I deeply appreciate your efforts here and I understand what you both are trying to do to bring some understanding and closure to a war that started out well and ended very, very badly. I particularly liked the classical allusions to Sisyphus, Ares, Pericles and the Peloponnesian War, as it might give non historians and non military professionals a grasp of how long this dilemma has been going on.

I very respectfully offer a few points from my own experiences as a fellow Afghanistan survivor (Consolidation II - 2007 to 2008 in N2KL):

1 - “Had our cause been a worthy one, or our efforts more complete, perhaps Ares would have shortened or commuted the sentences of the nation’s warriors.”

It was a worthy cause and none of us should forget that. A great number of factors led to the 9-11 attacks, but no one forced the Taliban to host Osama bin Laden, facilitate his attacks or give him cover from the US. They own that and were, and still are, exceptionally nasty people who are unfit to herd miniature goats, let alone run a country. We tried our absolute best to defeat them permanently and then help stabilize and rebuild Afghanistan. Politics got in the way, along with other things.

I posit what truly let us down was our national leadership over multiple Administrations and permanent members of various executive departments who did NOT want to go to the field in Afghanistan (State, US AID, Agriculture, International Bureau of Narcotics and Law Enforcement, etc.) and actually WORK (as Robert Gates pointed out in Duty). You cannot win at the operational or strategic levels if your leadership cannot clearly define and will not fully resource:

A - What our Victory conditions are (i.e. what is the end state is that we must achieve).

B - How, using the different powers of the nation state (Diplomatic, Information, Military and Economic) we will do this and who, precisely, is responsible for what efforts.

C - What our real measurements are for effectiveness (it’s not body counts folks!).

---*---

■ **Short task a**: In the entries, starting at the first line and ending at the line containing "strip, one point per instance.", swap "photograph" for "image" and change nothing else. Give back only those lines, without the pictures.

---*---

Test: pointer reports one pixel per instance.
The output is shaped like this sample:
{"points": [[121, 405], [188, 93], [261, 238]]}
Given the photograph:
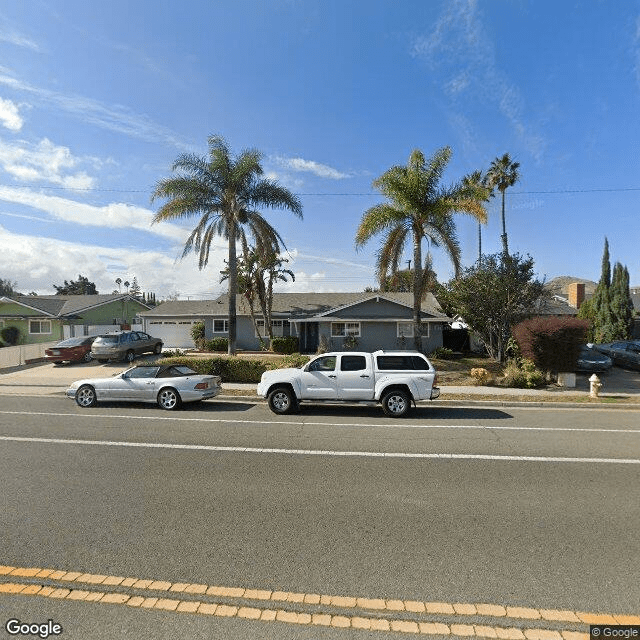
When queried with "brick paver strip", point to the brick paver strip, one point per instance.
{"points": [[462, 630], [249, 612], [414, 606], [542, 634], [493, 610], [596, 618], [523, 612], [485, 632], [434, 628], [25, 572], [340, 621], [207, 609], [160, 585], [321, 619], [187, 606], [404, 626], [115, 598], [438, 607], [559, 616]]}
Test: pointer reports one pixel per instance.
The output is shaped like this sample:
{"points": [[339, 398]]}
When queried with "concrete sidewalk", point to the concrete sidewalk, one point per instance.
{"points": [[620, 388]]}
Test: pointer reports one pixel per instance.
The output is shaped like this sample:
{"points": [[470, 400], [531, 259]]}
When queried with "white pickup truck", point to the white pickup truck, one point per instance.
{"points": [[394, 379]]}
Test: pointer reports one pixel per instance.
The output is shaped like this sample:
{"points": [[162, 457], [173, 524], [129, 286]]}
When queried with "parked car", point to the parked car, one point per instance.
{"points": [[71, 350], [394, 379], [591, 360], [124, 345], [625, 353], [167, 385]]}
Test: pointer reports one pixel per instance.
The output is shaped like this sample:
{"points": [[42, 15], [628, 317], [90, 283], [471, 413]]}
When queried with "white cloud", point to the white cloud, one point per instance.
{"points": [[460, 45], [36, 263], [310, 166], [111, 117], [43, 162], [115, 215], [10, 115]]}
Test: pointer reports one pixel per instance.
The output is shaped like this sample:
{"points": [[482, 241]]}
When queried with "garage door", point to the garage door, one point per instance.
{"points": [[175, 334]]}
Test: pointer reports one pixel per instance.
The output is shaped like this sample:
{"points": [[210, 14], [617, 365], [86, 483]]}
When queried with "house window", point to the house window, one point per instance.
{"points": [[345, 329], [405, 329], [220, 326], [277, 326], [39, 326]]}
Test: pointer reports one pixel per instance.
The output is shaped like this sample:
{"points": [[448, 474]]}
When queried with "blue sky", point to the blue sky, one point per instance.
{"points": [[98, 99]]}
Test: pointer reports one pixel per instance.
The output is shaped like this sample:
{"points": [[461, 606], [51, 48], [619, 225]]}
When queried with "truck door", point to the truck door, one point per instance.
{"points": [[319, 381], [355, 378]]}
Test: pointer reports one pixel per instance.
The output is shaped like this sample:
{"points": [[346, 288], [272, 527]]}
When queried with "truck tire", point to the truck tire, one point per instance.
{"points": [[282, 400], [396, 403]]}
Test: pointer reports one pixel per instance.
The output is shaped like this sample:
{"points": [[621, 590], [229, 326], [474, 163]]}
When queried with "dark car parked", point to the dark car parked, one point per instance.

---*---

■ **Short task b**: In the text on the Afghanistan war, which years does the writer give for their service in N2KL?

■ **Complete output a**:
Test: pointer reports one pixel per instance.
The output is shaped like this sample:
{"points": [[121, 405], [188, 93], [261, 238]]}
Given the image:
When queried with "brick paver strip", point to the brick paver strip, one point per instance.

■ **Complete output b**: 2007 to 2008, during Consolidation II.